Problem details:
Please output every entry below precisely as written.

Given records:

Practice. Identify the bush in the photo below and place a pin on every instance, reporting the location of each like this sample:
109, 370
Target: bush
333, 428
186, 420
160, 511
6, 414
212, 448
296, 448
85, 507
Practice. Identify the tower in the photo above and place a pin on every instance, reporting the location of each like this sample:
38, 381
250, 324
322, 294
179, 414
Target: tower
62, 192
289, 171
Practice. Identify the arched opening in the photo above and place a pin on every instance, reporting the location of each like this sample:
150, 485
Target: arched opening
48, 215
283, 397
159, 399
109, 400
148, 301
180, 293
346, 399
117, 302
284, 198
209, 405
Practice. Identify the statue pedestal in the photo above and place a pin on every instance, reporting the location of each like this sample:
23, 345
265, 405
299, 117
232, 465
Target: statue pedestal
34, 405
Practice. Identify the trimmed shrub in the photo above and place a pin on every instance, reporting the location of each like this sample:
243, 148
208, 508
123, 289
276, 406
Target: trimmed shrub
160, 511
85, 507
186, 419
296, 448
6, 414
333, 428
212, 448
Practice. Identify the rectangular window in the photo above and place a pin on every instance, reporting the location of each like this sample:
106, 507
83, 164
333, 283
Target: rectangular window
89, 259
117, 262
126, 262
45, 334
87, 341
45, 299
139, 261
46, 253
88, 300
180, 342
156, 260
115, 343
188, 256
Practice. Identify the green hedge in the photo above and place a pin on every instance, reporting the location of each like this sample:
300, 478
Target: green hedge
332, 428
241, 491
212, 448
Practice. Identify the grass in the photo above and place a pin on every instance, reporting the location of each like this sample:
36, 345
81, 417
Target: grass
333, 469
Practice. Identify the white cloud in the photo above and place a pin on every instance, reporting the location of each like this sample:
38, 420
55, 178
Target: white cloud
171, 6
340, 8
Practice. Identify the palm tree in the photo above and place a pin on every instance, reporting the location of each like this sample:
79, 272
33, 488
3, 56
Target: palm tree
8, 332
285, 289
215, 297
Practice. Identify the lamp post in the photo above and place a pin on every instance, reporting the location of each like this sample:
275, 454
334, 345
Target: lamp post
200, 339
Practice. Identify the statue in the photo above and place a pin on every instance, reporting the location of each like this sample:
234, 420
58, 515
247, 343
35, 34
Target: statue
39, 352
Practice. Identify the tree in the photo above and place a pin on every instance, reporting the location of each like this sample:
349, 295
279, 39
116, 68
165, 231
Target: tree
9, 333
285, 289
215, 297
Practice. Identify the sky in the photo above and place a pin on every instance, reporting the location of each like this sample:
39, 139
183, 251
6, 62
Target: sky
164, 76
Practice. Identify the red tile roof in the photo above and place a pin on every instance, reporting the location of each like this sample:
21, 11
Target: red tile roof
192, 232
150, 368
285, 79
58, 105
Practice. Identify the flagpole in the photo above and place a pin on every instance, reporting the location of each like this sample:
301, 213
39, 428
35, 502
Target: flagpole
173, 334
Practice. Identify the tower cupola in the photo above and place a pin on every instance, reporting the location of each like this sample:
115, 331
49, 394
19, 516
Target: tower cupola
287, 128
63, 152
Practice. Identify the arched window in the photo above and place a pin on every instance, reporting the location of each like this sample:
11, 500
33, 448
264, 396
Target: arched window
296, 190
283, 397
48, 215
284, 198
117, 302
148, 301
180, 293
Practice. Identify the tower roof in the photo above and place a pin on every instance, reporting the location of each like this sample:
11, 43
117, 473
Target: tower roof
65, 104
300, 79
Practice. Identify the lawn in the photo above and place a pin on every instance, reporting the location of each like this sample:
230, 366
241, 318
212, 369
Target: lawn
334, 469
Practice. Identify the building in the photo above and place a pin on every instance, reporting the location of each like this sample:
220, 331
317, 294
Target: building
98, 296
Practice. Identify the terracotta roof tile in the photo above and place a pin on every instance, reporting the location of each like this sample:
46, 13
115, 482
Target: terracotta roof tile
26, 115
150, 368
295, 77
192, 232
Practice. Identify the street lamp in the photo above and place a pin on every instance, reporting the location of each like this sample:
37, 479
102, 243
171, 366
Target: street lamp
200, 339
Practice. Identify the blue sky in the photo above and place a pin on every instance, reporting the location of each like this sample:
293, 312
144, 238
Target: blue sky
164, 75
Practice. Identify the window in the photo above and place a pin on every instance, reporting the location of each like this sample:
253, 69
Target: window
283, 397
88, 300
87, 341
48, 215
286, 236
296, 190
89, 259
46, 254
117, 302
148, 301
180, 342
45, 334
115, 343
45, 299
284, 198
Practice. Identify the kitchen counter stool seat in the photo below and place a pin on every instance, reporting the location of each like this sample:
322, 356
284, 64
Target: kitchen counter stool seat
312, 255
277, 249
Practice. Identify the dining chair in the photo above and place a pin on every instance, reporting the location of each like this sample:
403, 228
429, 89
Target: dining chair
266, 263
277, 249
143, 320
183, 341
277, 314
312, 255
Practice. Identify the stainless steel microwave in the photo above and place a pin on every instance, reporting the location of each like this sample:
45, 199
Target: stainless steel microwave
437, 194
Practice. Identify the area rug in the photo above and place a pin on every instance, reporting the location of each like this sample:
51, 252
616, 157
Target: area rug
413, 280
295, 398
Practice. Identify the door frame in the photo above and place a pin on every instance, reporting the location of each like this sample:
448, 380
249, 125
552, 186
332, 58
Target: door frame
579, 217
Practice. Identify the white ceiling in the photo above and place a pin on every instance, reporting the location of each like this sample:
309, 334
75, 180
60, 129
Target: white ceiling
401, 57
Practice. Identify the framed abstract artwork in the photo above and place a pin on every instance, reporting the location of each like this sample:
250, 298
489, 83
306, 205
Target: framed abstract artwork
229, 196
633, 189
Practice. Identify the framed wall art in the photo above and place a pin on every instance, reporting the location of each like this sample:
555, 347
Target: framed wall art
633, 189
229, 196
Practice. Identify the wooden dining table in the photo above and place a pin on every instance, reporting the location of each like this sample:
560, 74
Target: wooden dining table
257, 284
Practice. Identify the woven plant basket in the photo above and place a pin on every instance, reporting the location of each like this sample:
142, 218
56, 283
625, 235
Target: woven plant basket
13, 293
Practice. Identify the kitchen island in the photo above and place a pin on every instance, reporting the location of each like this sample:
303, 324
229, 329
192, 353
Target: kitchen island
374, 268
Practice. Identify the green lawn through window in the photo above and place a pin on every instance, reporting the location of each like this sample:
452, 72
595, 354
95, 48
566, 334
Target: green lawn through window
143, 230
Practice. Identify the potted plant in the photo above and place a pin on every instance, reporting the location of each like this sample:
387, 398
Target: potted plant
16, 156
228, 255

Solution for this problem:
Practice. Identify the bush in the photo below and place a pin on every instance, reporting the location of each like this sample:
109, 370
Target: bush
333, 428
186, 420
160, 511
6, 414
212, 448
296, 448
85, 507
Practice. Identify the tower in the photo above and place a pin on every instance, reporting the location of each like this sample:
38, 381
250, 324
322, 294
179, 414
Target: tower
62, 192
289, 171
Practice. Identify the arched opening in the photo above and place a pin on every instance, reporting the location of each like this sample:
150, 485
Target: arched opening
48, 215
283, 397
159, 399
109, 400
148, 301
180, 293
346, 399
117, 302
284, 198
209, 405
Practice. Identify the statue pedestal in the photo above and place a pin on every instance, reporting the location of each like this sample:
23, 345
265, 405
299, 117
232, 465
Target: statue pedestal
34, 405
Practice. Identify the trimmed shrub in the photo above and place a pin on every instance, reporting the location of each like this sample:
243, 148
208, 508
123, 289
276, 406
Target: trimmed shrub
160, 511
85, 507
186, 419
296, 448
6, 414
333, 428
212, 448
Practice. Identify the rectangular window in the photo above and place a pin on every instance, reporting the location of each like this sample:
106, 507
83, 164
333, 283
Target: rectangular window
89, 259
117, 262
126, 262
45, 334
87, 341
45, 299
139, 261
46, 253
88, 300
180, 342
156, 260
115, 343
188, 256
Practice. Identify the green hedge in the photo above and place a pin on every instance, reporting the location of each like this sample:
300, 478
Target: green hedge
332, 428
241, 491
212, 448
Practice. Identify the grass in the photo above and place a pin on every instance, reporting the location of each like this sample:
36, 345
81, 417
Target: grass
333, 469
Practice. Identify the white cloud in the photo above and place a pin on every instance, reporting the location of each like this sample:
38, 420
55, 178
Target: white cloud
171, 6
340, 8
Practice. Identify the palm tree in the photo above and place a pin on every instance, reporting the location of each like this sample:
79, 272
33, 488
3, 56
Target: palm tree
8, 332
285, 289
215, 297
Practice. Identify the lamp post in the photo above and place a pin on every instance, reporting the location of each like this sample:
275, 454
334, 345
Target: lamp post
200, 339
Practice. Identify the statue in the photo above and place a pin on every instance, reporting the location of each like this sample:
234, 420
58, 515
247, 343
35, 34
Target: statue
39, 352
Practice. Identify the tree in the photo above and place a pin on every instance, reporting the location of each like this sample:
349, 295
279, 39
116, 68
165, 231
Target: tree
9, 333
285, 289
215, 297
Practice. Identify the sky in the photo above and place a pin on every instance, reporting the location of each like this sample:
39, 139
183, 251
6, 62
Target: sky
164, 76
Practice. Identify the red tile roof in the photo above and place a pin on every instance, reporting the location of each like this sample:
21, 11
Target: red tile roof
192, 232
150, 368
285, 79
58, 105
Practice. Identify the flagpole in the photo above and place a pin on every instance, reporting the location of each like this sample:
301, 213
39, 428
35, 502
Target: flagpole
173, 334
Practice. Identify the tower cupola in the photo above and place a pin on every instance, reporting the location of each like this sample:
115, 331
49, 394
19, 516
Target: tower cupola
287, 128
63, 152
Practice. Identify the arched window in the photo above and place a pin on every instance, reporting the location of each like this sample:
11, 500
33, 448
264, 396
Target: arched window
296, 190
283, 397
48, 215
284, 198
117, 302
148, 301
180, 293
Practice. Identify the tower roof in the photo above and place a pin on every instance, reporting the location of each like this sample:
11, 43
117, 473
Target: tower roof
65, 104
300, 79
Practice. Identify the lawn in the photo above and place a pin on every instance, reporting the location of each like this sample:
230, 366
241, 318
212, 369
Target: lawn
334, 469
Practice. Identify the building in the photo above and place a pin on every instance, reporting the location of each like this sample:
220, 331
317, 294
Target: building
98, 296
Practice. Identify the terracotta roof tile in the photo above and place a pin on every instance, reporting the location of each like this sample:
46, 13
115, 482
Target: terracotta roof tile
26, 115
150, 368
295, 77
192, 232
Practice. Identify the street lamp in the photo above and place a pin on every instance, reporting the location of each like this sample:
37, 479
102, 243
171, 366
Target: street lamp
200, 339
Practice. Identify the blue sky in the photo above and place a pin on every instance, reporting the location of each like this sample:
293, 312
144, 238
Target: blue sky
164, 75
Practice. Identify the window in the photo above and place a pin on every instance, reporting the location of each like this sample:
253, 69
Target: window
283, 397
88, 300
87, 341
48, 215
286, 236
296, 190
89, 259
46, 254
117, 302
148, 301
180, 342
45, 334
115, 343
45, 299
284, 198
Practice. Identify the kitchen counter stool seat in the photo below and place a pin on every instance, reporting the location of each like this sample:
322, 356
284, 64
Target: kitchen counter stool seat
312, 255
277, 249
Practice. Identify the dining chair in the photo above and place a pin on every instance, reporting the location of each like this sample:
403, 228
429, 89
Target: dining chair
266, 263
277, 249
143, 320
183, 341
277, 314
312, 255
Practice. Identify the stainless steel microwave in the photo above and place a pin on every instance, reporting the location of each like this sample:
45, 199
Target: stainless steel microwave
437, 194
Practice. Identify the area rug in the photo above and place a pin on every instance, reporting the location of each like this sample:
51, 252
616, 157
Target: area rug
413, 280
295, 398
Practice. Identify the door frame in the photo above and place a pin on every instance, reporting the location of each like this sample:
448, 380
249, 125
552, 186
332, 58
Target: door frame
579, 217
Practice. Identify the white ceiling in the photo above and place a pin on every instance, reporting the location of each like this sample:
309, 334
75, 180
60, 129
Target: white ceiling
401, 57
Practice. Identify the framed abstract artwork in the photo above and place a pin on every instance, reporting the location of each like this sample:
250, 298
489, 83
306, 205
Target: framed abstract artwork
229, 196
633, 189
Practice. Identify the framed wall art in the photo above and place a pin on every instance, reporting the location of each like this sample:
555, 347
Target: framed wall art
633, 189
229, 196
Practice. Identify the wooden dining table in the photo above and place a pin on every instance, reporting the location of each like this sample:
560, 74
Target: wooden dining table
257, 284
Practice. Identify the woven plant basket in the photo above and place a pin on every instance, reporting the location of each like this sample:
142, 218
56, 283
625, 235
Target: woven plant basket
13, 293
Practice. Identify the kitchen island in the photo above and place a pin on every instance, reporting the location of each like this sample:
303, 324
229, 329
192, 353
Target: kitchen island
374, 268
Practice. Identify the green lawn through window in the photo above and place a pin on every instance, reporting the location of each like this sample:
452, 72
595, 354
95, 48
566, 334
Target: green lawn through window
143, 230
Practice. Identify the potted plant in the photo above and place a pin on every instance, reporting the location of each like this sample:
387, 398
Target: potted plant
16, 156
228, 255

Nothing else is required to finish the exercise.